◆ WHAT IS BEING ASKED
Although the entries contain pictures, the copy should hold only their exact text.

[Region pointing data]
..............................

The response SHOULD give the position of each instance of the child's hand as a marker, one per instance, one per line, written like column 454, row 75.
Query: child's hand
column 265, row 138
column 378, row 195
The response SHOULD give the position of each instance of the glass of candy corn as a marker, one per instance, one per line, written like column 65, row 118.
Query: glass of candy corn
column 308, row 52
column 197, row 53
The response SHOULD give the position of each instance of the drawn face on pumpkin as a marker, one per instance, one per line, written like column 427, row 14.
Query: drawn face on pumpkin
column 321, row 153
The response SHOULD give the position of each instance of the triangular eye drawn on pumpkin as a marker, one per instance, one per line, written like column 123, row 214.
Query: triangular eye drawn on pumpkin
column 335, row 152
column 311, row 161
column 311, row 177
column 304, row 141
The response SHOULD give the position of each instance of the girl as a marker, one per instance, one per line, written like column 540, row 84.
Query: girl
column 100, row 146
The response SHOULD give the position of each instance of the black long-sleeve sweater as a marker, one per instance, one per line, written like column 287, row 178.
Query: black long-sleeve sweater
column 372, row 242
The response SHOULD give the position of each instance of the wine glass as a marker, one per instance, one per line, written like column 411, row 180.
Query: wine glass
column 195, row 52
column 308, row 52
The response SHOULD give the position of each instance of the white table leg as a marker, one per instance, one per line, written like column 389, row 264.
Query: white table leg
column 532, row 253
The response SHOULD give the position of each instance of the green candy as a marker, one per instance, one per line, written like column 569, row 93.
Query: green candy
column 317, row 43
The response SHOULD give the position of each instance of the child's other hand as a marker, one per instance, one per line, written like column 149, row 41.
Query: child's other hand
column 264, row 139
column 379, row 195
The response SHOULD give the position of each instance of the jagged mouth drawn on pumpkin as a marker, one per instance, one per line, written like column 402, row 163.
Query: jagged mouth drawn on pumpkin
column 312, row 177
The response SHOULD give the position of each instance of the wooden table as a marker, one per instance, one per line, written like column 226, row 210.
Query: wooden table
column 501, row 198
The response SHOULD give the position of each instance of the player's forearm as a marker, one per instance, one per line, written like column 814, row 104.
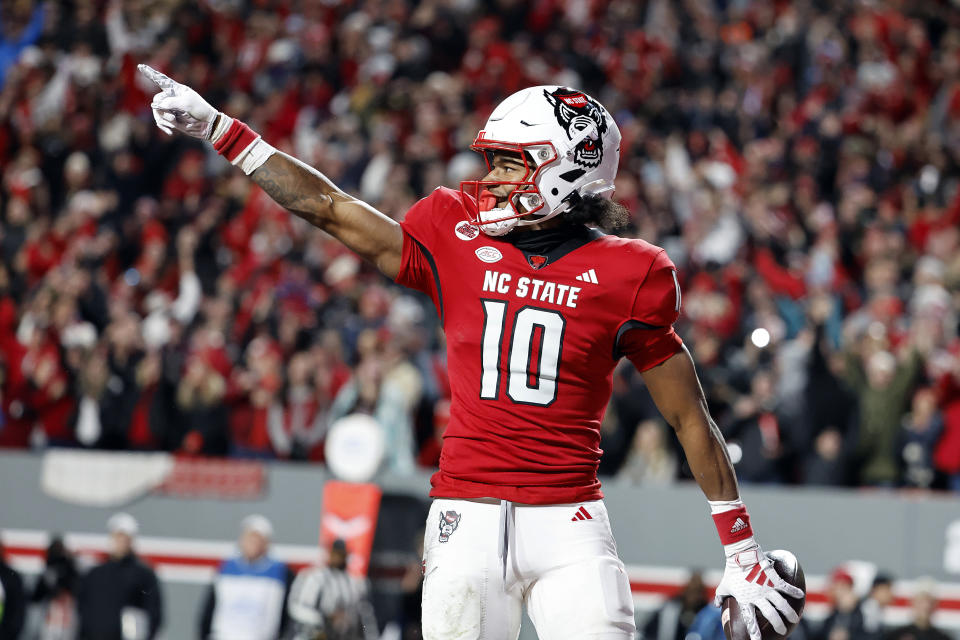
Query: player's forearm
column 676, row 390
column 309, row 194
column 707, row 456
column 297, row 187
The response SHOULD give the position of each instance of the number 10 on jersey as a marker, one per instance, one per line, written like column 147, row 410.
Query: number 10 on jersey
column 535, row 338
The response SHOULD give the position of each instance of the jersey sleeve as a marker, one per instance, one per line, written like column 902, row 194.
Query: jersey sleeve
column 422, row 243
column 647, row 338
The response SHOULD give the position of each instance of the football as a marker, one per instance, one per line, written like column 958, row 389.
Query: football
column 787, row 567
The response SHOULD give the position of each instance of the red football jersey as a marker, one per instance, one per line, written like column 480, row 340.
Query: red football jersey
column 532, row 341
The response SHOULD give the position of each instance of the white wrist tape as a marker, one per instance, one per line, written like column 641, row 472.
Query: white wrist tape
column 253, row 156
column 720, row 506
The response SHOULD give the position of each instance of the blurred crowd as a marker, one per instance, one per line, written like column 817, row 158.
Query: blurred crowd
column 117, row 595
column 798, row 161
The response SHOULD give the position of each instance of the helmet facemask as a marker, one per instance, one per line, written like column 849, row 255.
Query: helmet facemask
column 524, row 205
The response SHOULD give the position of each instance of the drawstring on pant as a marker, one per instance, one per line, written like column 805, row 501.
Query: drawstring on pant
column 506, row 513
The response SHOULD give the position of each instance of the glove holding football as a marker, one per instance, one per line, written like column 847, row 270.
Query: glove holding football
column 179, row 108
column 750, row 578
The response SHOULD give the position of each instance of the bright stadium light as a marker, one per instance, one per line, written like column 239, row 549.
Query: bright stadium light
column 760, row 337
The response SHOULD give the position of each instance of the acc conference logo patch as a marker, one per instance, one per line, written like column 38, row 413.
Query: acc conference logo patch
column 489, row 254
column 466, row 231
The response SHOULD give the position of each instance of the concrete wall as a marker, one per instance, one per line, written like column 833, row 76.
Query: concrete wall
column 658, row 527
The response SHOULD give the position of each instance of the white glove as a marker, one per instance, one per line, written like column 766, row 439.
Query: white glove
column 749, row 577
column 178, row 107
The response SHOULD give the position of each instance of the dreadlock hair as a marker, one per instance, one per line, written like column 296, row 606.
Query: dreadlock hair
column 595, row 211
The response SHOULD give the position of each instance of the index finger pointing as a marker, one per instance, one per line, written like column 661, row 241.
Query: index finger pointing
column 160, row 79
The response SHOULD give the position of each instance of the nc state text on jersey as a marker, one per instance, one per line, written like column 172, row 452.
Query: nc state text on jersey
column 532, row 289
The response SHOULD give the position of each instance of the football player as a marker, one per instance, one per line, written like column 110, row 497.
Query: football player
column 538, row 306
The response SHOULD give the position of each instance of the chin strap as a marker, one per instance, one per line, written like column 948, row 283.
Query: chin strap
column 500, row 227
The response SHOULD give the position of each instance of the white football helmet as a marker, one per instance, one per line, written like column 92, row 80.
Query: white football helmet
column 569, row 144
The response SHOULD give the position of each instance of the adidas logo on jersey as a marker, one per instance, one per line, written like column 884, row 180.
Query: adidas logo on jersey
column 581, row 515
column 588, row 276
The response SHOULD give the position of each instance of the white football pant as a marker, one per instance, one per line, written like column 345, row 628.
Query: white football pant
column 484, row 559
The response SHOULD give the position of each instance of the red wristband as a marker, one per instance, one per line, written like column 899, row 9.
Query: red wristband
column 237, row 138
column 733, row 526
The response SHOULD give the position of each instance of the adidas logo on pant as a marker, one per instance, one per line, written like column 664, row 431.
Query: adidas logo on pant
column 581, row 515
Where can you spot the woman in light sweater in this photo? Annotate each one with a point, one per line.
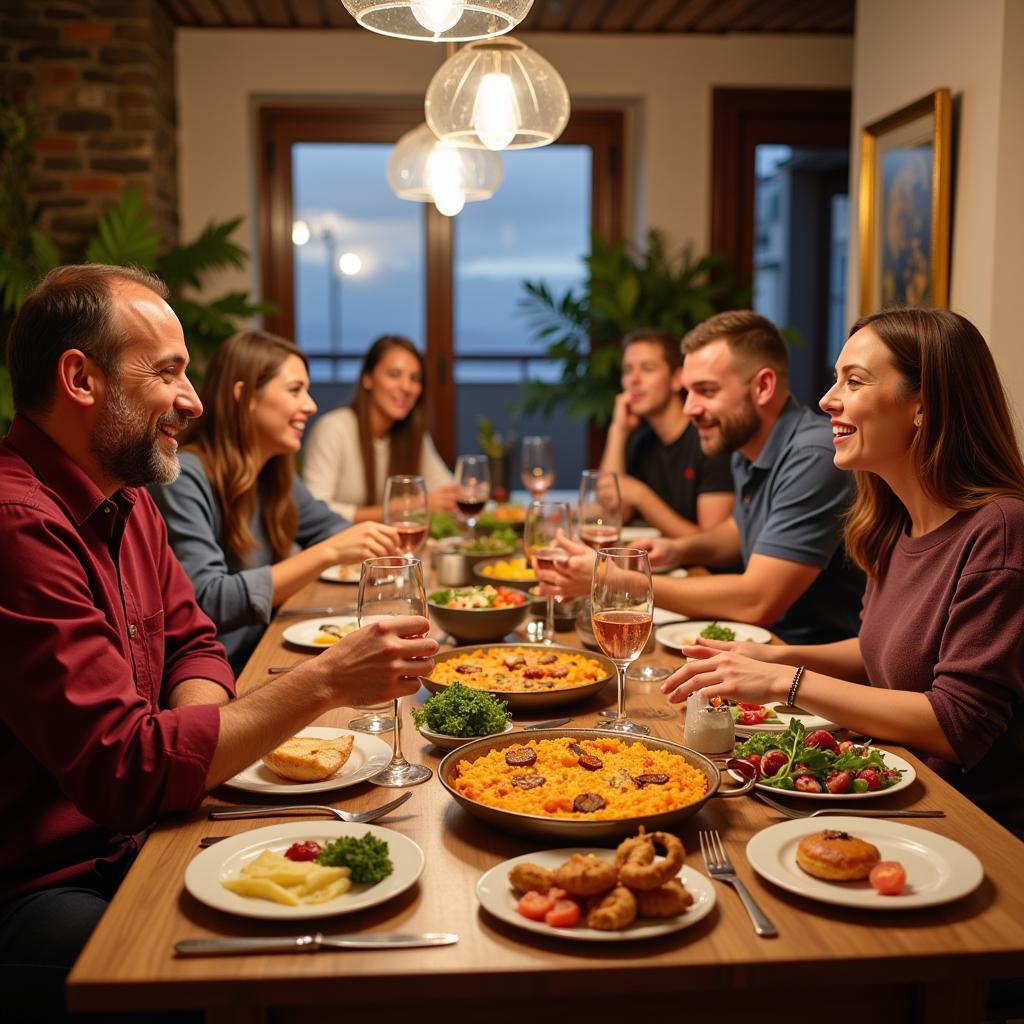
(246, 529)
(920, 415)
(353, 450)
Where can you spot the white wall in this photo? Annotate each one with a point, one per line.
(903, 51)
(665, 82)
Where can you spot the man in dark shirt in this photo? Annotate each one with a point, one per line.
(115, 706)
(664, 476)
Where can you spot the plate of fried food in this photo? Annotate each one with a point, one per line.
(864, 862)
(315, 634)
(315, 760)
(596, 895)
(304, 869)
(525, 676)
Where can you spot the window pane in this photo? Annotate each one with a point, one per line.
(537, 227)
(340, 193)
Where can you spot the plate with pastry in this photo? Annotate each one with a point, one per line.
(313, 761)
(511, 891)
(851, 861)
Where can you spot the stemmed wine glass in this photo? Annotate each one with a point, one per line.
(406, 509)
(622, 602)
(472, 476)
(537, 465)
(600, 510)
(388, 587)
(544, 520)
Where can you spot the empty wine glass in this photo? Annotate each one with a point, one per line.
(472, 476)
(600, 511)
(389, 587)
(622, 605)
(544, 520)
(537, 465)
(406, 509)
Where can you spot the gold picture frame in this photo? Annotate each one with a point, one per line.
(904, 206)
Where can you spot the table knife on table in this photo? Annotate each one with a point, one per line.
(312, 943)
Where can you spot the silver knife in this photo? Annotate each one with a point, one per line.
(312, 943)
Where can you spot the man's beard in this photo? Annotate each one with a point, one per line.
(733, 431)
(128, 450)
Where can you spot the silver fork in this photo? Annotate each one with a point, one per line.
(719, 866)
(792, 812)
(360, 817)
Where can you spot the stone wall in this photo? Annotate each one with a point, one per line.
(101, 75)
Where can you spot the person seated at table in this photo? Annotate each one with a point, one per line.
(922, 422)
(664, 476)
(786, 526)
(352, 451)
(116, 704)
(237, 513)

..............................

◆ TASK ANSWER
The response SHOULD give the position of each instance of the child's hand as a marker, one per instance, one per line, written like column 454, row 75.
Query: child's hand
column 265, row 138
column 378, row 195
The response SHOULD give the position of each instance of the glass of candy corn as a marker, one per instance, one per line, written like column 65, row 118.
Query: glass of candy corn
column 308, row 52
column 197, row 53
The response SHOULD give the position of each instance of the drawn face on pumpkin as a marker, one per instance, one per line, written like column 427, row 14.
Query: drawn face on pumpkin
column 321, row 153
The response SHOULD give the position of each instance of the triangular eye drawn on pumpkin as a marker, one per instance, one per line, written like column 123, row 214.
Query: triangular eye drawn on pumpkin
column 335, row 152
column 311, row 161
column 311, row 177
column 304, row 141
The response SHOULD give the position of each instance of the girl as a marker, one per instance, one per line, written like column 540, row 84.
Query: girl
column 100, row 146
The response SHOULD give the position of each instance of the black long-sleeve sweater as a marker, one per instance, one per line, written like column 287, row 178.
Query: black long-sleeve sweater
column 372, row 242
The response SHOULD give the position of each instance of the wine glass as a marker, one per instance, one per line, written like column 411, row 180.
Query: wine glass
column 195, row 52
column 308, row 52
The response SHOULD give the position of each instance of the white table leg as a marker, one per instance, one per line, written like column 389, row 264.
Query: white table leg
column 532, row 253
The response SHOULD give the position of each instance of the green candy as a marker, one per instance, one per line, written like column 569, row 93.
Query: green candy
column 317, row 43
The response SHOULD give the position of each instance of the child's other hand as a marker, one per instance, one per line, written like column 149, row 41.
Query: child's other hand
column 264, row 139
column 379, row 195
The response SHOULD give the position of each instance of the jagged mouth drawn on pumpkin as a marker, one per instance, one per line, written like column 402, row 163.
Query: jagged mouth drawn on pumpkin
column 312, row 177
The response SHOULD give the position of each instance of the wooden table as a marker, one per instance, one per line, written like column 226, row 210.
Query: wooden table
column 501, row 198
The response SHOULD give the position of each instance of the player's forearm as a marker, one per instance, one per line, written like column 814, row 104.
Query: player's forearm
column 676, row 390
column 309, row 194
column 707, row 456
column 297, row 187
The response SHOULD give the position of each instance of the number 10 on jersey as a marker, one per instance, one per line, written like column 147, row 410.
Query: number 10 on jersey
column 535, row 338
The response SHOULD give the position of each instance of the jersey sleeve as a marker, one per instance, one per line, written like column 902, row 194.
Query: jersey sleeve
column 422, row 243
column 647, row 338
The response SHOULD give the position of each instance of the football as a marker, one per instance, one per line, written like column 958, row 389.
Query: football
column 787, row 567
The response SHOULD give the position of each instance of the red football jersey as a marker, one per instance, one per line, written like column 480, row 340.
Query: red football jersey
column 532, row 341
The response SHOULD give the position of each instance of the white wrist tape as a marker, one per instance, one per line, written like column 641, row 472.
Query: white wrist tape
column 253, row 156
column 720, row 506
The response SHOULD give the position of each instance of the blurred crowd as a marker, one per instance, one per line, written like column 817, row 158.
Query: blurred crowd
column 117, row 595
column 798, row 161
The response SHOULD give the position of each instance of the helmet facemask as a marker, one per instance, one per line, written like column 849, row 255.
Query: helmet facemask
column 524, row 205
The response SHOULD give the position of each instance of the drawstring on pant as a marker, one per instance, one per line, written like column 805, row 501.
Query: drawstring on pant
column 506, row 513
The response SHOULD give the position of each instance of the glove holding football as a marker, one per instance, one per line, written like column 847, row 270.
Query: glove holding football
column 179, row 108
column 750, row 578
The response SHOULD give the position of each instance of the bright stadium light as a marker, one per instance, one per line, written like column 239, row 549.
Query: bright stadium light
column 760, row 337
The response SHOULD give the position of each instance of the acc conference logo patch as a marker, one per instance, one per line, written like column 38, row 413.
Query: acc conference logo patch
column 489, row 254
column 466, row 231
The response SHOULD give the position of each instance of the concrete wall as a marker, one per instance, one per line, written like column 833, row 76.
Query: concrete wall
column 658, row 527
The response SHOULD give the position of each instance of the white glove as a marker, one per instance, one per line, written like column 766, row 439.
Query: white glove
column 749, row 577
column 178, row 107
The response SHOULD give the position of each instance of the dreadlock hair as a marker, one per instance, one per line, written like column 296, row 606.
Query: dreadlock hair
column 595, row 211
The response SHOULD give the position of each instance of the index finger pointing as a marker, one per instance, one per line, written like column 661, row 241.
Query: index finger pointing
column 160, row 79
The response SHOULD give the position of each instance of the nc state text on jersey as a marker, one per instance, one per line, written like column 172, row 452.
Query: nc state text on jersey
column 532, row 289
The response SHOULD give the position of each instance of the football player as a marker, one per instance, one per line, written like column 110, row 497.
Query: football player
column 538, row 306
The response SHOULD give the position of each instance of the chin strap as a marker, one per instance, one per line, written like column 948, row 283.
Query: chin strap
column 500, row 227
The response SHOULD give the position of each instance of the white football helmet as a marker, one per instance, one per line, written like column 92, row 80.
Query: white football helmet
column 569, row 144
The response SHOULD give the position of each instance of the adidas logo on jersey as a marker, one per instance, one per line, written like column 884, row 180.
Query: adidas logo on jersey
column 581, row 515
column 588, row 276
The response SHOULD give the position of each instance of the white football pant as a marker, one per instance, one per line, written like column 345, row 628.
Query: white football pant
column 484, row 559
The response SHOULD give the position of each instance of the red wristband as a marker, one per instance, one per line, written like column 899, row 9.
Query: red wristband
column 237, row 138
column 733, row 526
The response SHOULD give the position of each instance of the adidas logo on pant as a marker, one per instance, one per line, written like column 664, row 431.
Query: adidas logo on pant
column 581, row 515
Where can you spot the woman in light sweater in this photo? Annotate each one with a point, one per line.
(246, 529)
(920, 415)
(353, 450)
Where can you spot the white wall in this photo? Annotate each one with a point, one per line.
(903, 51)
(665, 82)
Where can you spot the man in dark shirt in this photo? Annotate each one with a point, one per line.
(115, 706)
(664, 476)
Where can you spot the plate of fried food in this photo? Annotate each one with a point, one per line.
(864, 862)
(315, 634)
(315, 760)
(596, 895)
(304, 869)
(525, 676)
Where can you spot the window pane in this photo? Annotate each one with a point, one per line.
(537, 227)
(340, 193)
Where can you spot the plate with pastry in this photo? Annotate each one with a point, one per line.
(313, 761)
(511, 891)
(851, 861)
Where can you spot the stemmed wine glass in this photo? Annotate each one with a point, one per line.
(406, 509)
(622, 602)
(472, 476)
(537, 465)
(600, 510)
(388, 587)
(544, 520)
Where can you spot the empty wine glass in this photo? Annotate each one with a point, one per line.
(472, 476)
(600, 511)
(389, 587)
(622, 605)
(544, 520)
(537, 465)
(406, 509)
Where can you spot the gold picture frame in this photo? Annotate each one with a point, one per line.
(904, 206)
Where can you spot the table knife on table in this photo? Annotate each one with a point, one per line.
(312, 943)
Where can you spot the silver knife in this photo? Annotate each one with a point, one per line.
(312, 943)
Where can you spot the man's beard in this photo? Annotate each one with a point, one per line.
(733, 431)
(128, 450)
Where can you spot the silver fork in this photo? Annotate each one with a point, one per line.
(719, 866)
(792, 812)
(360, 817)
Where can you spot the stone wall in this photo? Annotate each one with a point, one per line.
(101, 75)
Where can you spot the person seated at table in this photo? Annotate each one with a point, one per line.
(922, 422)
(664, 476)
(786, 526)
(352, 451)
(116, 704)
(237, 513)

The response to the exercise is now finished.